Officials for the Centennial Institute, a conservative think tank overseen by Colorado Christian University, expressed their support for greater enforcement on recreational marijuana. Calling for the Trump administration to use “every federal resource available to limit the spread of recreational marijuana,” the organization made six recommendations:

  • Use federal agencies to stop the black-market cultivation and sale of recreational marijuana in Colorado and the illegal transfer of marijuana to other states;
  • Increase penalties for illegal marijuana operations on federal land;
  • Fund public anti-marijuana awareness campaigns along the lines of anti-smoking campaigns to reduce marijuana use especially among youth;
  • Fund federal research on the impact of marijuana especially as it relates to psychological and prenatal development;
  • Maintain DEA classification of marijuana as a Schedule I substance and prohibit banks and credit unions from taking marijuana money;
  • Withhold federal education money from schools with drug use above the national average.

--- Questions ---
1) Could you rewrite the paragraph beginning "Officials for the Centennial Institute" from the passage on the Centennial Institute's marijuana proposals in fewer words, keeping its main facts?
2) What is the Spanish translation of this sentence from the passage on the Centennial Institute's marijuana proposals: "Officials for the Centennial Institute, a conservative think tank overseen by Colorado Christian University, expressed their support for greater enforcement on recreational marijuana."?
3) Can you carry on the passage on the Centennial Institute's marijuana proposals, starting after its last line?

--- Supplied information ---
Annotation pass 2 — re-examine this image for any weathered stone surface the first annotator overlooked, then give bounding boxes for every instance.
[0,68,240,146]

--- Task-by-task outputs ---
1) The Centennial Institute, a conservative think tank overseen by Colorado Christian University, backed tougher enforcement on recreational marijuana. It urged the Trump administration to use "every federal resource available to limit the spread of recreational marijuana" and made six recommendations.

2) Los funcionarios del Centennial Institute, un centro de estudios conservador supervisado por la Colorado Christian University, expresaron su apoyo a una mayor aplicación de la ley contra la marihuana recreativa.

3)
Those actions would allow the government to act within the bounds of current state laws, as the “recriminalization” of recreational marijuana is a states’ rights issue that ultimately rests with the citizens of Colorado, Centennial Institute director Jeff Hunt told The Cannabist.

The Centennial Institute cited data from the Rocky Mountain High Intensity Drug Trafficking Area that showed highway patrol seizures of marijuana from Colorado increased 37 percent to 394 in 2015 from 288 in 2013.

“We wanted to make sure that the Trump administration saw that there was support from people in Colorado” for enforcement of federal law, he said, and later added: “You’re going to see the Centennial Institute take a far more proactive role in highlighting what’s happening with Colorado in the legalization of recreational marijuana.”

Colorado Attorney General Cynthia Coffman at the State Supreme Court Chambers at the Colorado State Judicial Building in Denver on Oct. 22, 2015. (Denver Post file)
Colorado Attorney General Cynthia Coffman at the State Supreme Court Chambers at the Colorado State Judicial Building in Denver on Oct. 22, 2015. (Denver Post file)

Coffman, Colorado’s top law official who has previously stated she would uphold her state’s marijuana laws, said she believes that the Trump administration is still figuring out its approach to legal marijuana.

Her gleaning of Sessions’ marijuana-related statements was that the state would see increased federal enforcement at its borders to prevent diversion out of state, Colorado Public Radio reported.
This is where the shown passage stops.